Raw records:
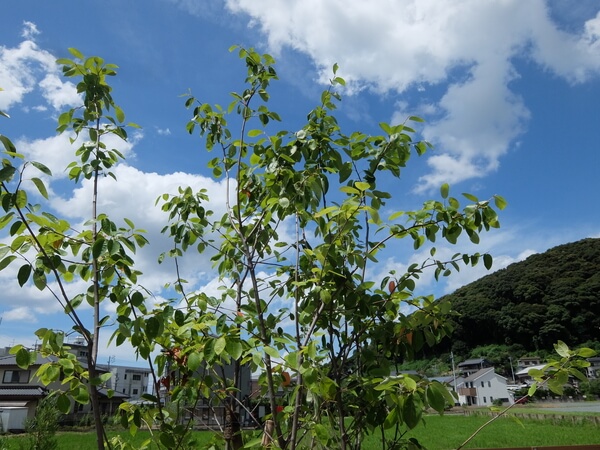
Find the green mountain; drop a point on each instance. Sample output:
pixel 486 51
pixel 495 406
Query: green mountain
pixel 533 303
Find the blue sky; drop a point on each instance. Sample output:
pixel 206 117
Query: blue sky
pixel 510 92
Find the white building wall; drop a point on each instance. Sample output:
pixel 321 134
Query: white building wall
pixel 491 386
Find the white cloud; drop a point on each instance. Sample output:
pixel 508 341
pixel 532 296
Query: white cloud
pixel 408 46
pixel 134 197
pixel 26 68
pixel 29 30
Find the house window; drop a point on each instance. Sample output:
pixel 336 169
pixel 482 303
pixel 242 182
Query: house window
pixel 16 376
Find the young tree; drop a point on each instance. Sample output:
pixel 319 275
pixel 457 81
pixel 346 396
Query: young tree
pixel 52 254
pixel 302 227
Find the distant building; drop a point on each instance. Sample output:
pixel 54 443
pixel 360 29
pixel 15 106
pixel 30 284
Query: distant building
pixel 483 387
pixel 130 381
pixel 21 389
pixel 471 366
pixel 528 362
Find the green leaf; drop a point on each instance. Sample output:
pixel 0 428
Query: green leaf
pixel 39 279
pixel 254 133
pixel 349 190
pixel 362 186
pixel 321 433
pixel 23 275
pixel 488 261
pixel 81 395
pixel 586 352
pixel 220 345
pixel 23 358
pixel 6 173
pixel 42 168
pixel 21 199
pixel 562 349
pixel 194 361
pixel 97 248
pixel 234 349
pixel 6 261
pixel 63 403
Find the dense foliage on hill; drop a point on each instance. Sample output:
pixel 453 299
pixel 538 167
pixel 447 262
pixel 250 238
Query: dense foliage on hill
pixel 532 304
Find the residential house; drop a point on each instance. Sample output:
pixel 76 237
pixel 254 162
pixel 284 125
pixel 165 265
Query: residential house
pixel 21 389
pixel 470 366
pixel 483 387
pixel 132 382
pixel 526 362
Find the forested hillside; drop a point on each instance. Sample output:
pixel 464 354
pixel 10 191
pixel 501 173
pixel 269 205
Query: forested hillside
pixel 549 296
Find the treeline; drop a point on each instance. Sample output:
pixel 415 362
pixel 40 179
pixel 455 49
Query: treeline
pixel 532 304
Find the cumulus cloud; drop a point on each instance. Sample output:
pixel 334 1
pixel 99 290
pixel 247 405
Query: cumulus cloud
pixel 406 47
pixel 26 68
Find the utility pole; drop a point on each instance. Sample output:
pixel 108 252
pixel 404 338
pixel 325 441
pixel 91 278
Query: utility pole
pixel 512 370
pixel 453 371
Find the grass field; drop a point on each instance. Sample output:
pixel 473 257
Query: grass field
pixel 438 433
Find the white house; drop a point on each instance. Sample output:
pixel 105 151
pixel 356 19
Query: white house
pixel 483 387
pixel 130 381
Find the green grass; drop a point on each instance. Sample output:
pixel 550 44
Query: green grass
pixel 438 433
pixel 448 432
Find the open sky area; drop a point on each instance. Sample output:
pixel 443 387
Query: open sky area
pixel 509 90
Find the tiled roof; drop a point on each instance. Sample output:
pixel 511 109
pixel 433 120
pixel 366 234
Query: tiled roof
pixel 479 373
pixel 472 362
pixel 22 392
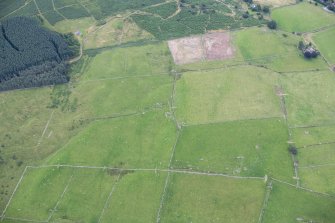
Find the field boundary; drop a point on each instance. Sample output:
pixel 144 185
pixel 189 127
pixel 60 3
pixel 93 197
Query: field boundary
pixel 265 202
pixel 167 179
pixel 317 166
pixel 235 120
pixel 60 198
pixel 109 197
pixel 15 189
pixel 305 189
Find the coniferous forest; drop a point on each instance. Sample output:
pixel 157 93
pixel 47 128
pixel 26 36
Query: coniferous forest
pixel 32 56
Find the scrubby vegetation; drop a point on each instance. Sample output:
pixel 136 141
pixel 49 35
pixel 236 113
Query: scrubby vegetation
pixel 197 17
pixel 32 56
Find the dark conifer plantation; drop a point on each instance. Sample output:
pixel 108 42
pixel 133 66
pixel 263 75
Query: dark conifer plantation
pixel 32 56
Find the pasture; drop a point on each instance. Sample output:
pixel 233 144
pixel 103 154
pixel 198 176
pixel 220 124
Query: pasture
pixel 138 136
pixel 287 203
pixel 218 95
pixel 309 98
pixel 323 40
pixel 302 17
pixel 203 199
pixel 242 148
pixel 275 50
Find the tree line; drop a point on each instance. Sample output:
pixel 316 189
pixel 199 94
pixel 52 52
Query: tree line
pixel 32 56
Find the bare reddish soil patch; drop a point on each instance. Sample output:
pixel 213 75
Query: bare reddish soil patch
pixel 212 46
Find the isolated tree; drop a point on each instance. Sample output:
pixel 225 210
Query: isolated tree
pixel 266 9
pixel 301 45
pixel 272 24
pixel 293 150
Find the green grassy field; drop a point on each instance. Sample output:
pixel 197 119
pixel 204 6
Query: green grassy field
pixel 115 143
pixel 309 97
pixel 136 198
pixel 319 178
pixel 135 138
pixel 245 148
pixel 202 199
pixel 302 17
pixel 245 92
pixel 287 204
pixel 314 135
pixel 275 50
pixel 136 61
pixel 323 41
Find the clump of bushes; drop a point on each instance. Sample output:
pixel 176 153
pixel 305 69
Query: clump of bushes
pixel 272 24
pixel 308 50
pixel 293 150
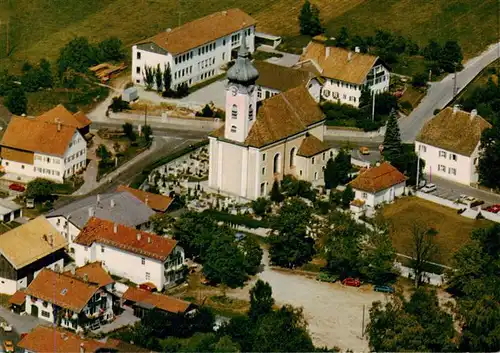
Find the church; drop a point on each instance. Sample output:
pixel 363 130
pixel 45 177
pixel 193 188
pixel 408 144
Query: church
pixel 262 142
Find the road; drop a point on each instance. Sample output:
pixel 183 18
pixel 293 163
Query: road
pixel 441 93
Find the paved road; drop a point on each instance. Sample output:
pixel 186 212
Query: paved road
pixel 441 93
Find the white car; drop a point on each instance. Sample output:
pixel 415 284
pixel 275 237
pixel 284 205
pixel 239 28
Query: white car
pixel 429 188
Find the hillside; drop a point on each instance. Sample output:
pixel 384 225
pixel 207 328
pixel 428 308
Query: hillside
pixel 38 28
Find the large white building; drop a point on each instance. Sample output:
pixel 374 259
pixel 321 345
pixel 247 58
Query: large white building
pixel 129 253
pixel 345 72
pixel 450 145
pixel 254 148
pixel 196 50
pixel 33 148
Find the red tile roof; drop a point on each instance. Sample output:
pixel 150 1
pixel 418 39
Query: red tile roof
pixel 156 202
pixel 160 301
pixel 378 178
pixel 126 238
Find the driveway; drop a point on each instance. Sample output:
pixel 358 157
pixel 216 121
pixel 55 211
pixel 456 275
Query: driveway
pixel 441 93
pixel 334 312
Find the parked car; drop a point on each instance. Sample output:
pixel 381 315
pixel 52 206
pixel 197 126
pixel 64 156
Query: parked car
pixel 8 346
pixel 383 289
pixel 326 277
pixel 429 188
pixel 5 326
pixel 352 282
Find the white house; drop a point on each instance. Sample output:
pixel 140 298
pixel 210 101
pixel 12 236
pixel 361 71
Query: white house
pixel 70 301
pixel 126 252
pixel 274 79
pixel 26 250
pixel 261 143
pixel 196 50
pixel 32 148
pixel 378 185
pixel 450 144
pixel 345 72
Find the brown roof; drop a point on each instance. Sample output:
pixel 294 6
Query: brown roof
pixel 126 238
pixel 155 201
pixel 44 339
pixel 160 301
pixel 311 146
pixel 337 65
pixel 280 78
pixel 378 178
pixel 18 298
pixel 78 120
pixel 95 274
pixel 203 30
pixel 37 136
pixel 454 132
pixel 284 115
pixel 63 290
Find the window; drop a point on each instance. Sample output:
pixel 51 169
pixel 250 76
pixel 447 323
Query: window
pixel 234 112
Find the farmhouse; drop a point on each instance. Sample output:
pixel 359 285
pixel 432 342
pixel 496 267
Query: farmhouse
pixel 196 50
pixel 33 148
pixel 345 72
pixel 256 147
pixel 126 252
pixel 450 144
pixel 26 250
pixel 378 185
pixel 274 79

#### Task to carry out:
Locate "Find the brown" in the material, then quote the line that contains it and all lines after it through the final one.

#### Full response:
Find the brown roof; drop a point on each instance. Sample output:
pixel 294 6
Query: brown roof
pixel 126 238
pixel 155 201
pixel 44 339
pixel 160 301
pixel 311 146
pixel 337 65
pixel 280 78
pixel 378 178
pixel 18 298
pixel 78 120
pixel 95 274
pixel 203 30
pixel 37 136
pixel 454 132
pixel 284 115
pixel 63 290
Find the window; drop a point on each instance. Sample output:
pixel 51 169
pixel 250 76
pixel 447 323
Query: window
pixel 234 112
Find the farmhouse; drop a point on each instance. Sample output:
pixel 359 285
pixel 432 342
pixel 496 267
Query: farmhouse
pixel 196 50
pixel 33 148
pixel 345 72
pixel 256 147
pixel 126 252
pixel 450 144
pixel 26 250
pixel 378 185
pixel 274 79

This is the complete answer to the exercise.